Task directions
What is needed is a verbatim copy of the data, minus the pictures.

-------- Data to use

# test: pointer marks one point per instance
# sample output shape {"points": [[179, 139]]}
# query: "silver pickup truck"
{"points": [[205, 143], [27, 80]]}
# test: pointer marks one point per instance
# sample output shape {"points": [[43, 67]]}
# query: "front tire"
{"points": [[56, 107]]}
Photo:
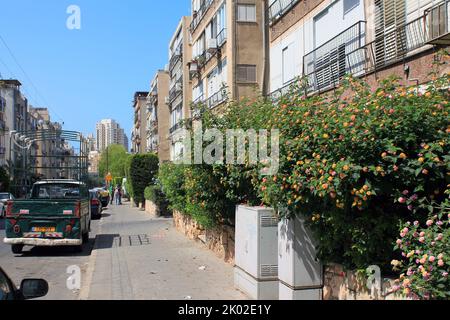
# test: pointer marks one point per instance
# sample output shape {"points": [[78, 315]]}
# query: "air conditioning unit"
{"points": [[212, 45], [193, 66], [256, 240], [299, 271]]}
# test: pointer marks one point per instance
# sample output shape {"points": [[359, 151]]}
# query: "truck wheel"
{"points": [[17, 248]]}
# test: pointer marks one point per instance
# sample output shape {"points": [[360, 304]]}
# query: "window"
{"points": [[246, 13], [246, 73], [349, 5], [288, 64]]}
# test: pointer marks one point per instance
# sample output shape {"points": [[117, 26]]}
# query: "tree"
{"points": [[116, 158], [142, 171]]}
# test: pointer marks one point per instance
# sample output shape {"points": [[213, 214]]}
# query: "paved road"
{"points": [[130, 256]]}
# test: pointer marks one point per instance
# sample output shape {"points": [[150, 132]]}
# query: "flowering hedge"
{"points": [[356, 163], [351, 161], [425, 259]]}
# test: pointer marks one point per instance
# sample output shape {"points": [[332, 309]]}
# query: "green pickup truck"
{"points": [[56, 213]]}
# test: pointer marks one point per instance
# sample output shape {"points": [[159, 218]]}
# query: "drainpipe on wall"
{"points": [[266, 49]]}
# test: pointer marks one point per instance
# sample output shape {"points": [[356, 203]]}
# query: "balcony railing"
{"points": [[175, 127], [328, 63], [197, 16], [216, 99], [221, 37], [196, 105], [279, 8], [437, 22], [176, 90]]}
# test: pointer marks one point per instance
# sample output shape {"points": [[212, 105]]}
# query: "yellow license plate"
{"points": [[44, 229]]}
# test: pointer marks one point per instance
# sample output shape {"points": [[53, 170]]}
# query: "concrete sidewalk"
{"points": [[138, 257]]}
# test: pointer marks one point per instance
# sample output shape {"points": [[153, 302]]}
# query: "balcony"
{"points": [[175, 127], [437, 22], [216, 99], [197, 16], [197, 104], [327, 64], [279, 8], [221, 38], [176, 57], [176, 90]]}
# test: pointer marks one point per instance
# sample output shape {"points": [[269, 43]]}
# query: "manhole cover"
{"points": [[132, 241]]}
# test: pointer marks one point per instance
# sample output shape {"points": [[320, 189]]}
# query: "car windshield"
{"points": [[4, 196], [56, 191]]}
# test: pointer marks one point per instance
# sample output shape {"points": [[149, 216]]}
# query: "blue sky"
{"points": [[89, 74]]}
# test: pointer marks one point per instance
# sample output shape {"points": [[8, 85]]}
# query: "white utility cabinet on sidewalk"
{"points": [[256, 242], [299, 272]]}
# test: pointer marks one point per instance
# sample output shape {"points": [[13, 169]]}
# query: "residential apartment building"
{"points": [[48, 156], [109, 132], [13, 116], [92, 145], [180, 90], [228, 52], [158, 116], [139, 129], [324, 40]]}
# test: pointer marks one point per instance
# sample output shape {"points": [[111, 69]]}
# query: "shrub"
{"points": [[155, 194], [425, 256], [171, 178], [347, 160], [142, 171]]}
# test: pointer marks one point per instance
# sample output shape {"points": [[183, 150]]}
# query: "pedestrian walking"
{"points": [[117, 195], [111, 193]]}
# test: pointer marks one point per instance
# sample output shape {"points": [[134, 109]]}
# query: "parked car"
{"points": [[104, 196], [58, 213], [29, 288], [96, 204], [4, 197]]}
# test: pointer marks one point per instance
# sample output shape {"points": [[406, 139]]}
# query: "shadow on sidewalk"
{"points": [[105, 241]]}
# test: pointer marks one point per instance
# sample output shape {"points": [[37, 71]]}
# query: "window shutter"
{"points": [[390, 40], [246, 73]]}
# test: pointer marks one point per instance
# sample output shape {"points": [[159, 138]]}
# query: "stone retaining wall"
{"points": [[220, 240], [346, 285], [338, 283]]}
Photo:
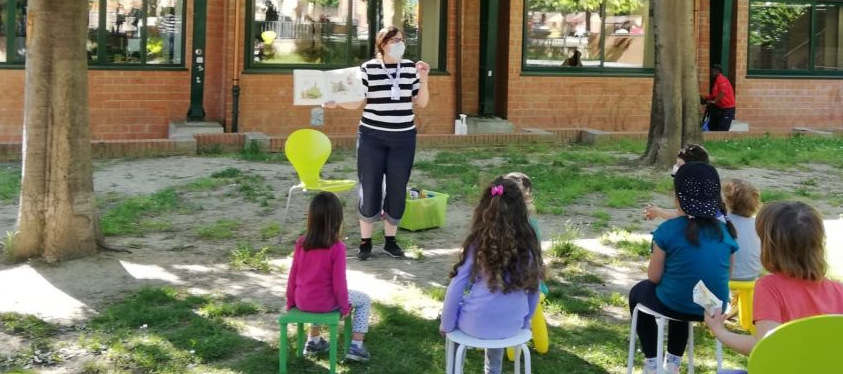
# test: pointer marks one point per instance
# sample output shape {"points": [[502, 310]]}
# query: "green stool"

----------------

Finished task
# test: pointer marks one point per instance
# sample output shape {"points": [[179, 139]]}
# query: "silver pickup truck"
{"points": [[205, 143], [27, 80]]}
# test: pointer marks one point per instance
# sample output shape {"points": [[43, 67]]}
# query: "front tire"
{"points": [[56, 107]]}
Photo:
# test: pointer marks one point per instance
# sample output shape {"points": [[78, 315]]}
# query: "air conditioning unit"
{"points": [[212, 45], [193, 66], [256, 240], [299, 271]]}
# test: pointer marks one point per instance
# sample output shape {"points": [[359, 151]]}
# query: "truck wheel"
{"points": [[17, 248]]}
# test: pointer marks one point per instance
# sample output shape {"points": [[360, 304]]}
# query: "window"
{"points": [[246, 13], [246, 73], [349, 5], [288, 64]]}
# test: pointer marks one point per instance
# sample output shape {"points": [[117, 26]]}
# query: "tree"
{"points": [[116, 158], [142, 171]]}
# test: pointer marks one point per instance
# sample output shape {"points": [[213, 214]]}
# query: "paved road"
{"points": [[130, 256]]}
# test: pointer marks one point per instance
# sample output shape {"points": [[150, 132]]}
# query: "flowering hedge"
{"points": [[356, 163], [351, 161], [425, 259]]}
# test: pointer marks one point per instance
# sample output shape {"points": [[332, 309]]}
# query: "green pickup truck"
{"points": [[56, 213]]}
# test: pointer marks one point per instance
# sample output shape {"points": [[159, 218]]}
# query: "drainpipe on wall"
{"points": [[266, 49]]}
# test: pointer marks one point per instance
# sample output shape {"points": [[356, 203]]}
# query: "balcony railing"
{"points": [[175, 127], [328, 63], [197, 16], [216, 99], [221, 37], [196, 105], [279, 8], [437, 22], [176, 90]]}
# test: pointer marks one point per instance
# sample output shape {"points": [[212, 105]]}
# query: "yellow license plate"
{"points": [[44, 229]]}
# test: pointer marks one point per instance
# sample output shape {"points": [[53, 170]]}
# query: "concrete sidewalk"
{"points": [[138, 257]]}
# test: pointer marks one point per instance
# sample output shape {"points": [[153, 302]]}
# query: "balcony"
{"points": [[175, 127], [437, 22], [216, 99], [197, 16], [197, 104], [327, 64], [279, 8], [221, 38], [176, 57], [176, 90]]}
# test: pointer marks one point per instance
# sample output shape {"points": [[269, 43]]}
# query: "manhole cover"
{"points": [[132, 241]]}
# test: pointer marks one point per instance
# sample output shape {"points": [[320, 189]]}
# query: "car windshield"
{"points": [[4, 196], [56, 191]]}
# test: pointer marks one point per instance
# sample output shape {"points": [[149, 216]]}
# query: "blue sky"
{"points": [[89, 74]]}
# test: pointer marks one point per instance
# sample output shape {"points": [[8, 85]]}
# query: "white utility cabinet on sidewalk"
{"points": [[256, 242], [299, 272]]}
# test: pointer marks one point per instance
# sample output shape {"points": [[13, 169]]}
# query: "residential apartment building"
{"points": [[48, 156], [109, 132], [13, 116], [92, 145], [180, 90], [228, 52], [158, 116], [139, 129], [324, 40]]}
# test: pointer marks one point per instance
# sample output shape {"points": [[111, 69]]}
# query: "shrub"
{"points": [[155, 194], [425, 256], [171, 178], [347, 160], [142, 171]]}
# test: pointer marks one point per instance
# sample output shape {"points": [[183, 150]]}
# query: "pedestrian walking"
{"points": [[117, 195], [111, 193]]}
# test: pointer marks one point per instance
# sample output shape {"points": [[134, 109]]}
# query: "parked car"
{"points": [[104, 196], [58, 213], [29, 288], [96, 204], [4, 197]]}
# test: pointer marks one point per instance
# sample output shape {"points": [[406, 139]]}
# query: "shadow on sidewalk"
{"points": [[105, 241]]}
# test: pointer marks one point per instance
# sample output shape {"points": [[37, 71]]}
# query: "window shutter"
{"points": [[390, 40], [246, 73]]}
# test: pointer marks one point per instance
# sample output shape {"points": [[159, 138]]}
# query: "stone retaining wall"
{"points": [[220, 240], [346, 285], [338, 283]]}
Photo:
# test: pointer marks one point per instance
# sample output shape {"points": [[502, 310]]}
# query: "green stool"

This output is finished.